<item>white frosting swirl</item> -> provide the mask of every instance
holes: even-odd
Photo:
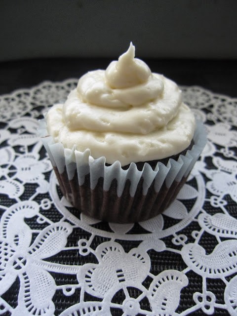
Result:
[[[121,165],[161,159],[178,154],[193,138],[195,119],[171,80],[152,73],[127,52],[106,70],[87,73],[64,105],[46,117],[49,135],[65,148],[105,156]]]

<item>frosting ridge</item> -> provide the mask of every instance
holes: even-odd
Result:
[[[48,131],[65,148],[90,150],[121,165],[161,159],[190,145],[194,117],[172,80],[135,58],[135,47],[105,71],[87,73],[46,116]]]

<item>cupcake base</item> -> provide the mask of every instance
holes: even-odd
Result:
[[[119,223],[145,221],[167,208],[206,142],[204,126],[197,122],[192,142],[181,153],[121,167],[118,161],[106,164],[104,157],[93,159],[89,150],[80,153],[76,147],[65,149],[47,135],[43,121],[40,127],[42,141],[66,198],[88,216]]]
[[[185,156],[193,145],[192,142],[187,149],[171,158],[177,161],[180,155]],[[169,158],[165,158],[159,162],[166,164]],[[153,169],[158,162],[158,160],[147,162]],[[138,170],[141,171],[144,163],[136,163]],[[127,165],[122,168],[126,170],[128,167]],[[109,190],[105,191],[103,189],[104,178],[100,177],[95,188],[91,189],[89,174],[85,176],[83,185],[79,185],[77,172],[69,180],[66,167],[61,174],[57,167],[54,169],[63,195],[76,208],[89,217],[118,223],[141,222],[161,213],[175,199],[189,175],[183,177],[180,181],[174,181],[170,188],[166,187],[164,182],[158,193],[154,189],[154,180],[146,195],[143,194],[144,179],[142,177],[134,197],[130,195],[131,182],[127,179],[121,196],[118,197],[116,179],[112,180]]]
......
**Aim of the task:** Lay out the listing above as a two-column CSV with the headers "prompt" and "mask", one row per request, putting the request text and its result each in a single quoted field with line breaks replaced by spaces. Leave out the pictures.

**Worked solution:**
prompt,mask
"<item>white frosting swirl</item> -> provide the mask of every instance holes: even-odd Photo: Result:","[[[121,165],[161,159],[178,154],[193,138],[195,119],[171,80],[152,73],[127,52],[106,70],[87,73],[64,105],[46,117],[49,135],[65,148],[105,156]]]"
"<item>frosting ridge</item> -> provide the mask of every instance holes: even-odd Result:","[[[48,131],[65,148],[90,150],[121,165],[161,159],[190,145],[194,117],[172,80],[135,58],[135,47],[105,71],[87,73],[46,116]]]"
"<item>cupcake base</item> -> provide the mask of every instance holes: even-odd Result:","[[[119,223],[145,221],[167,208],[206,142],[204,126],[197,122],[192,142],[181,153],[121,167],[118,161],[106,164],[104,157],[93,159],[89,150],[80,153],[76,147],[65,149],[47,135],[43,121],[40,127],[42,141],[66,198],[88,216]]] [[[185,156],[193,145],[192,142],[187,149],[171,158],[177,161],[180,155]],[[169,158],[165,158],[159,162],[166,164]],[[153,169],[158,162],[158,160],[147,162]],[[138,170],[141,171],[144,163],[136,163]],[[127,165],[122,168],[126,170],[128,167]],[[109,190],[105,191],[103,189],[104,178],[100,177],[95,188],[91,189],[89,174],[85,176],[83,185],[79,185],[77,172],[69,180],[66,167],[61,174],[57,167],[54,169],[63,195],[76,208],[89,217],[118,223],[141,222],[161,213],[175,199],[189,175],[183,177],[180,181],[174,181],[170,188],[166,187],[164,182],[158,193],[154,189],[154,180],[146,195],[143,194],[144,179],[142,177],[134,197],[130,195],[131,182],[127,179],[121,196],[118,197],[116,179],[112,180]]]"